Methodology of data extraction from a corpus for the conceptual analysis of metaphor in legal English

Kucheruk Liliya Vladimirovna

Section 13. Philology and linguistics

Section 13. Philology and linguistics Секция 13. Филология и лингвистика

Kucheruk Liliya Vladimirovna, Oles Honchar Dnipropetrovsk national university,

Postgraduate student E-mail: lkucheruk@mail.ru

Methodology of Data Extraction from a Corpus for the Conceptual Analysis of Metaphor in Legal English

Abstract: The present paper entitled “Methodology of data extraction from a corpus for the conceptual analysis of metaphor in legal English” investigates the main approaches to the study of metaphor in legal language from the point of view of cognitive linguistics. It also offers the most widely spread methods of data extraction form a corpus.

Key words: corpus-bases approach, conceptual mapping, source domain, target domain, corpora.

In the last 20 years, corpus-based approaches to language have achieved great significance in linguistics, and are now regarded as an indispensable component of language study (irrespective of theoretical affiliation). Corpus driven studies are required in research fields that consider different levels of linguistic structure, and focus on language use.

But studies in cognitive semantics, especially those connected with conceptual mapping, are still in dire need of more corpus research, as many such studies are still being carried on some randomly selected data. Such an approach to the investigation of conceptual mappings, namely to the investigation of conceptual metaphors, may eventually create problems, especially when the aim of the research is a systematic characterization of a particular conceptual mapping, or of source/target domains. Thus, it turns out to be necessary to ground the research on some representative empirical data, which is authentic and can be accessed via relevant corpora. Only empirical data will “enable the linguist to make statements which are objective and based on language as it really is”. Such statements are to be contrasted with more “subjective” statements “based upon the individual’s own internalized cognitive perception of the language” [2, 103].

168

Секция 13. Филология и лингвистика

The first problem that should be solved in the process of using a corpus-based approach to the investigation of metaphors is that of extracting and identifying the data from the corpus. Extracting relevant material from a corpus becomes extremely difficult when applied to metaphors, as the way in which the process of conceptual mapping takes place is not tied to some particular linguistic forms. “Computer programs can organize language data swiftly and accurately on orthographic principles, but identifying and describing features such as grammatical patterns, meaning, and pragmatic use can only be done by a human analyst" [1, 92]. So a researcher who is investigating particular linguistic units or patterns has to look through a considerable amount of linguistic material, searching for some definite manifestations of the patterns in question. The process for extracting and identifying relevant data in a corpus should be carried out by the following procedures:

1. manual searching;

2. searching for the vocabulary of a source domain;

3. searching for the vocabulary of target domain;

4. searching for sentences containing items from both the source and target domains;

5. extraction from a corpus annotated for semantic fields;

6. extraction form a corpus annotated for conceptual mappings;

7. searching for metaphors based on “markers of metaphors”.

▶ WRITTEN TASKS:
1 > Decide whether each statement agrees with the paper on metaphor in legal English, answering yes or no and quoting the words of the paper that settle it: (a) computer programs can identify pragmatic use as well as a human analyst can; (b) one of the listed procedures is searching for metaphors based on markers of metaphors; (c) corpus-based approaches gained great significance in linguistics over the last 20 years.
2 > Count the lines of the listing that contain the string "evergreen", and give only that number.
The listing that comes next has no connection to the paper on metaphor in legal English.

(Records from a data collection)
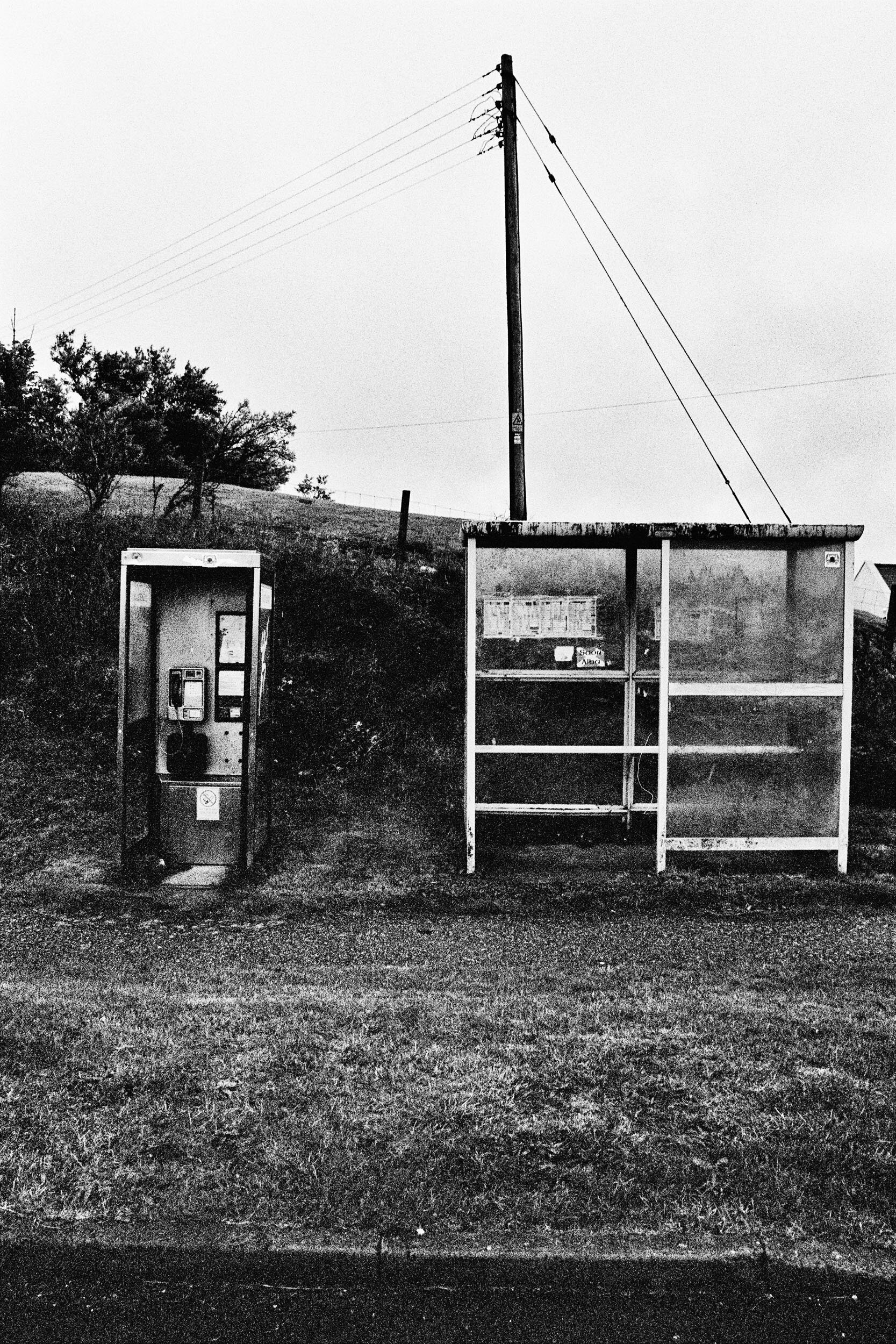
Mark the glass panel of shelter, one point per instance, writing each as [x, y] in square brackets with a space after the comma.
[567, 656]
[743, 764]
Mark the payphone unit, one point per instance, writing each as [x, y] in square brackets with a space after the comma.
[194, 705]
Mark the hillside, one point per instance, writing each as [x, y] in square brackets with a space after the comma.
[284, 512]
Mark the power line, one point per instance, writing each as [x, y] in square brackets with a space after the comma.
[105, 312]
[606, 406]
[191, 265]
[139, 307]
[554, 182]
[109, 288]
[265, 195]
[644, 285]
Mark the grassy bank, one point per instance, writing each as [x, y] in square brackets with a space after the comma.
[361, 1035]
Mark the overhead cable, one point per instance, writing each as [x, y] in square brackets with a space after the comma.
[267, 194]
[136, 305]
[103, 288]
[554, 141]
[582, 410]
[89, 313]
[554, 182]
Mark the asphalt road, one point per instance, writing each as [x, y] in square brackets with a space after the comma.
[52, 1293]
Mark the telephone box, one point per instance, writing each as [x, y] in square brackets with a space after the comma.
[195, 664]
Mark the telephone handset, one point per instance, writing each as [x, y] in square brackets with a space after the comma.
[187, 694]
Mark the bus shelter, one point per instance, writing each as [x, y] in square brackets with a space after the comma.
[696, 673]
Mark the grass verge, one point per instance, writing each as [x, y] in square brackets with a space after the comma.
[521, 1076]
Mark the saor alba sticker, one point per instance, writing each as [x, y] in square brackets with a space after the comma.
[590, 659]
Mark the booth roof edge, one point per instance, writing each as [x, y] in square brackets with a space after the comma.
[511, 530]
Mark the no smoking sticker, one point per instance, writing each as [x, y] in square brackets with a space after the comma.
[207, 804]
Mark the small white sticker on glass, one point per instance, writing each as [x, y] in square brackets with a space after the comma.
[230, 683]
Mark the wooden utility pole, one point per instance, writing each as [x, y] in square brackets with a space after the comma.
[515, 303]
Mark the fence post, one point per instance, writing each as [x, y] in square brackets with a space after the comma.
[402, 523]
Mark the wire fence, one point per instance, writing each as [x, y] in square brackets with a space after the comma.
[394, 504]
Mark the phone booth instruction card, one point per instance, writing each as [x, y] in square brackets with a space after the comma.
[207, 803]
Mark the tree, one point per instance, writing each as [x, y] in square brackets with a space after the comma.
[96, 452]
[192, 426]
[111, 429]
[318, 490]
[175, 425]
[33, 412]
[253, 448]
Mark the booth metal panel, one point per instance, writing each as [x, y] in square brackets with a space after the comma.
[714, 662]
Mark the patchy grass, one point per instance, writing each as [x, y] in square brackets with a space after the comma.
[727, 1071]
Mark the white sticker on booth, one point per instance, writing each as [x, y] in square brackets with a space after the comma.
[140, 595]
[207, 803]
[230, 683]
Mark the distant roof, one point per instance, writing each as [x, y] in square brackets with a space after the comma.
[497, 533]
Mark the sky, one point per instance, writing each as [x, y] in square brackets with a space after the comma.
[743, 155]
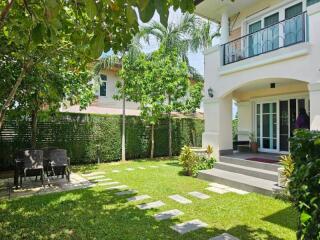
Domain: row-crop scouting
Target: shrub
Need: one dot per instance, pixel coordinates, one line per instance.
(192, 163)
(88, 137)
(189, 160)
(304, 185)
(288, 166)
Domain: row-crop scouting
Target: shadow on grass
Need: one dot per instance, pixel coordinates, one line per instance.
(93, 214)
(281, 218)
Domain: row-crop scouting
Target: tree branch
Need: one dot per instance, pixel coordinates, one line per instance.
(8, 102)
(5, 12)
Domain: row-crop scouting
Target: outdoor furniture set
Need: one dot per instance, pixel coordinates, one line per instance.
(34, 163)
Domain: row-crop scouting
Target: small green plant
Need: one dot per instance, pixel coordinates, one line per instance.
(189, 160)
(288, 166)
(193, 163)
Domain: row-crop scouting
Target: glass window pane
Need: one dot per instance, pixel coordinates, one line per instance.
(266, 143)
(258, 126)
(266, 108)
(103, 89)
(266, 125)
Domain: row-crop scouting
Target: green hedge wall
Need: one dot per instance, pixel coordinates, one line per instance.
(87, 137)
(304, 185)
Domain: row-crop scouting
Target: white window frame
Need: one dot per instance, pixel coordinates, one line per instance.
(279, 8)
(103, 81)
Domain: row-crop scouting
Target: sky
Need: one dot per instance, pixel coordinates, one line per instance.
(196, 59)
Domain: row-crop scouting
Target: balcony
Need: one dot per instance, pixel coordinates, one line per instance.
(280, 35)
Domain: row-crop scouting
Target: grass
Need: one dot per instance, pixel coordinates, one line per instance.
(99, 214)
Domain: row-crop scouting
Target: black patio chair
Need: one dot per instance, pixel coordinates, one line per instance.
(59, 163)
(33, 165)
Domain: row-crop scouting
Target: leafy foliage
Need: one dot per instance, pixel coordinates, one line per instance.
(192, 163)
(87, 137)
(288, 165)
(37, 31)
(305, 180)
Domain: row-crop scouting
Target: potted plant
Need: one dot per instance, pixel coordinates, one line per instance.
(253, 143)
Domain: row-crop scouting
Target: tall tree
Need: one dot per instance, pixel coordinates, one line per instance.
(115, 60)
(190, 34)
(91, 26)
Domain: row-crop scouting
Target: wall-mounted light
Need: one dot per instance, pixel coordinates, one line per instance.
(210, 92)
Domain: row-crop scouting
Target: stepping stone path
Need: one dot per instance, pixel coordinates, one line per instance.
(168, 214)
(180, 199)
(138, 198)
(199, 195)
(151, 205)
(117, 187)
(101, 180)
(108, 183)
(96, 177)
(224, 236)
(92, 174)
(189, 226)
(127, 192)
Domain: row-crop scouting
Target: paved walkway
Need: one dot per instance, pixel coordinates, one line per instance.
(181, 228)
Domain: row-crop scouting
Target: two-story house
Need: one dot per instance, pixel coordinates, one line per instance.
(268, 61)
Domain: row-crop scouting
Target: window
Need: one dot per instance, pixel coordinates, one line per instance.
(311, 2)
(103, 86)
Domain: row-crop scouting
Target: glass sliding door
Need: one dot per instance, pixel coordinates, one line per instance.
(267, 126)
(284, 125)
(275, 127)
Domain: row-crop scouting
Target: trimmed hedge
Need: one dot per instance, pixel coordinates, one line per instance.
(87, 137)
(304, 185)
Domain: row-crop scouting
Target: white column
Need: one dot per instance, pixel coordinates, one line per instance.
(314, 90)
(218, 125)
(224, 28)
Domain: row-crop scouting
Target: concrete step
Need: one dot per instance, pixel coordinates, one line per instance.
(239, 181)
(248, 163)
(244, 148)
(249, 171)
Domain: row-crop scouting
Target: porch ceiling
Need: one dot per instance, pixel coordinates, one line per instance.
(213, 9)
(262, 88)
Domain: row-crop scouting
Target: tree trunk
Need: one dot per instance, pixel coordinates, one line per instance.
(34, 127)
(13, 91)
(170, 129)
(152, 141)
(123, 139)
(5, 12)
(170, 134)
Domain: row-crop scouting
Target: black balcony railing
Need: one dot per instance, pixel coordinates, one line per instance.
(282, 34)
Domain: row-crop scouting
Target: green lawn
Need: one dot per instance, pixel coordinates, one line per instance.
(96, 213)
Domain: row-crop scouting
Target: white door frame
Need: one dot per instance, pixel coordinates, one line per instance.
(276, 99)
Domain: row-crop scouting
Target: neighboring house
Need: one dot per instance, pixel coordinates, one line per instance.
(268, 61)
(105, 102)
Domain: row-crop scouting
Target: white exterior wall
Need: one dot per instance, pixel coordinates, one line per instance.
(108, 101)
(298, 64)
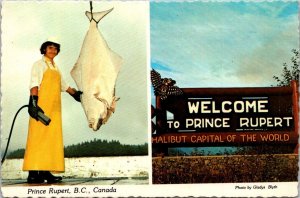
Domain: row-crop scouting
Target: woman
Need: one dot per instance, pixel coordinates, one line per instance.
(44, 149)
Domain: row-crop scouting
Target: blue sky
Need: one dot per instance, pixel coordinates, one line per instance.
(223, 44)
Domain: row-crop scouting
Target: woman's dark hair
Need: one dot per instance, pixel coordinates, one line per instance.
(48, 43)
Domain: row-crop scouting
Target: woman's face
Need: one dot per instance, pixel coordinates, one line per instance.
(51, 51)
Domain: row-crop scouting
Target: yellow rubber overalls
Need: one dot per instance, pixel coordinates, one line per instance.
(44, 149)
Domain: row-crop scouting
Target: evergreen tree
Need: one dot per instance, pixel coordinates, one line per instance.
(291, 72)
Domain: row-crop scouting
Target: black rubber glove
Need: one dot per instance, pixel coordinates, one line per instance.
(76, 95)
(33, 108)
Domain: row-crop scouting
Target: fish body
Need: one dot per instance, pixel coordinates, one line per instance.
(95, 74)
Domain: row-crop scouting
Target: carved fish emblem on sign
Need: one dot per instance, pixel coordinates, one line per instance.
(95, 74)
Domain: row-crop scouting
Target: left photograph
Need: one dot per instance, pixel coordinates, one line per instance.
(74, 107)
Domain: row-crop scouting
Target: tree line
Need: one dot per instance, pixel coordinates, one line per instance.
(95, 148)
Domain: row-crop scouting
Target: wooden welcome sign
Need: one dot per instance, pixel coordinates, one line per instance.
(227, 116)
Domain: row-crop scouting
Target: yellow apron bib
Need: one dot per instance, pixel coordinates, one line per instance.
(44, 148)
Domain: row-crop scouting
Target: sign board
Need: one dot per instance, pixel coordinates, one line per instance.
(228, 116)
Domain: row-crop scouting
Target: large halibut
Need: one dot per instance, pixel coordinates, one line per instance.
(95, 74)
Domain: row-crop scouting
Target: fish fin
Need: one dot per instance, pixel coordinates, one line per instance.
(116, 60)
(97, 16)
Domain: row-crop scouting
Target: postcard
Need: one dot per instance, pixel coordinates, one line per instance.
(149, 98)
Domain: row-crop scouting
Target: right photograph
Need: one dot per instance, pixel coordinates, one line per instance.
(224, 92)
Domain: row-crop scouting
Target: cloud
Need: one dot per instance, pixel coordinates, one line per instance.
(217, 44)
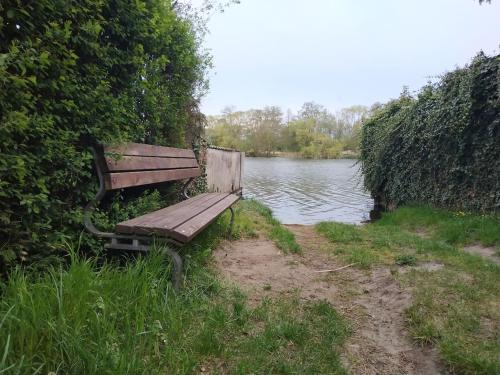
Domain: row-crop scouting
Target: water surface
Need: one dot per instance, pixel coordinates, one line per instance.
(308, 191)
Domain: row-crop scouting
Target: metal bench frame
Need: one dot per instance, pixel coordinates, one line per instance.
(132, 242)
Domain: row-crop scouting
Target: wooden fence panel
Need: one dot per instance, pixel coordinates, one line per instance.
(224, 170)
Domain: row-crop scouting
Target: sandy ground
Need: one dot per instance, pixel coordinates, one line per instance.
(372, 300)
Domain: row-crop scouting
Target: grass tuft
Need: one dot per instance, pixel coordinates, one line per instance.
(456, 307)
(94, 318)
(258, 218)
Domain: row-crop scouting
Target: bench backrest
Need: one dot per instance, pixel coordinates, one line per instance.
(136, 164)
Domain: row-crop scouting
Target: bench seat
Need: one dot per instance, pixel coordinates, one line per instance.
(181, 221)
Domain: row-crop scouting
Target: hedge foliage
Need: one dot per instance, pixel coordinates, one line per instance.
(73, 73)
(441, 147)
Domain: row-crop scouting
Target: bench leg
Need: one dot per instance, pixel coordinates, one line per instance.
(231, 223)
(177, 271)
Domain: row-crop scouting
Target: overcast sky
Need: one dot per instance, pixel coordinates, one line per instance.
(340, 52)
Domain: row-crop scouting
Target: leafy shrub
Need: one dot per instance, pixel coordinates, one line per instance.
(442, 147)
(73, 74)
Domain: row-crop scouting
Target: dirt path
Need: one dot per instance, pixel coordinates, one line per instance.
(372, 300)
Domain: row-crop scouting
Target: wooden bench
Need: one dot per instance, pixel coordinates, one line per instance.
(137, 164)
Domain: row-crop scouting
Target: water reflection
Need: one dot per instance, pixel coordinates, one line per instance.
(308, 191)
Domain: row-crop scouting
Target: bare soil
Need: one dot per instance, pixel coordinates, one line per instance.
(484, 251)
(372, 301)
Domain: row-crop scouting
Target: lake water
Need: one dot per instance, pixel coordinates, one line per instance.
(308, 191)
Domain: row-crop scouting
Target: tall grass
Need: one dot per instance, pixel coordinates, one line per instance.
(455, 308)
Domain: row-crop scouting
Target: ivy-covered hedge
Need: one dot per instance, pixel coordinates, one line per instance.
(73, 73)
(441, 147)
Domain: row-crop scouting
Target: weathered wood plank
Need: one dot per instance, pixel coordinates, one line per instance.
(166, 224)
(139, 149)
(120, 180)
(224, 170)
(185, 232)
(137, 163)
(129, 226)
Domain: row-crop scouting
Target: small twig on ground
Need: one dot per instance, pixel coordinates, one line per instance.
(336, 269)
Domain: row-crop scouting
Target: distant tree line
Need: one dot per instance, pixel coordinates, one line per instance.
(314, 132)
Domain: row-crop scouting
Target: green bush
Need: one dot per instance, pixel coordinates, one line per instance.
(73, 74)
(442, 147)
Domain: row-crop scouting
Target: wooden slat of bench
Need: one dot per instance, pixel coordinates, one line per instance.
(136, 163)
(129, 226)
(185, 232)
(164, 225)
(138, 149)
(120, 180)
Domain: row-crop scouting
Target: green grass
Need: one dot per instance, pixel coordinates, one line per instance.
(259, 218)
(455, 308)
(90, 318)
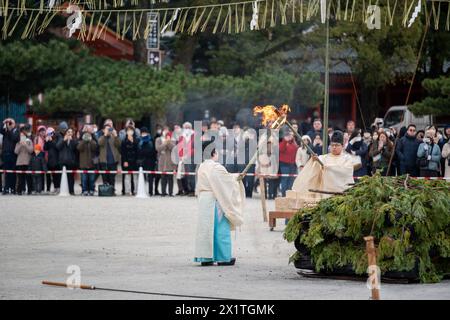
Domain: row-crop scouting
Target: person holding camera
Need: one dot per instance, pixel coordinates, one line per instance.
(129, 152)
(68, 156)
(10, 138)
(109, 155)
(429, 156)
(164, 146)
(87, 148)
(23, 150)
(53, 159)
(446, 153)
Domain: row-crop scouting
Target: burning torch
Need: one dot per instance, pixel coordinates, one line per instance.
(276, 118)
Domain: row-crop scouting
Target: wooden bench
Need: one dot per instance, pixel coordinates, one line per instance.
(274, 215)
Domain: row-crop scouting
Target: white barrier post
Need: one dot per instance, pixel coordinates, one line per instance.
(64, 188)
(141, 190)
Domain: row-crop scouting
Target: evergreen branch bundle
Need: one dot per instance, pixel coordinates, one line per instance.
(411, 224)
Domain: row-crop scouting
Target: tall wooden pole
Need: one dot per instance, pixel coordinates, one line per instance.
(262, 186)
(326, 104)
(373, 269)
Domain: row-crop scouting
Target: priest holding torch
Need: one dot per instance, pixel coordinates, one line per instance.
(221, 198)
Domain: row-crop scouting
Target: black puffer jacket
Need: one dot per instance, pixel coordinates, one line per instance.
(67, 152)
(53, 152)
(129, 153)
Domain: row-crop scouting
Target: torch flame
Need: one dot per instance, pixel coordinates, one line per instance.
(270, 113)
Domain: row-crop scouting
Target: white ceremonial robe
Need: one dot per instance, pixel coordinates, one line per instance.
(216, 184)
(334, 176)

▶ SOLUTION SET:
1 >
(a) No: "identifying and describing features such as grammatical patterns, meaning, and pragmatic use can only be done by a human analyst"
(b) Yes: "searching for metaphors based on “markers of metaphors”"
(c) Yes: "In the last 20 years, corpus-based approaches to language have achieved great significance in linguistics"

2 > 2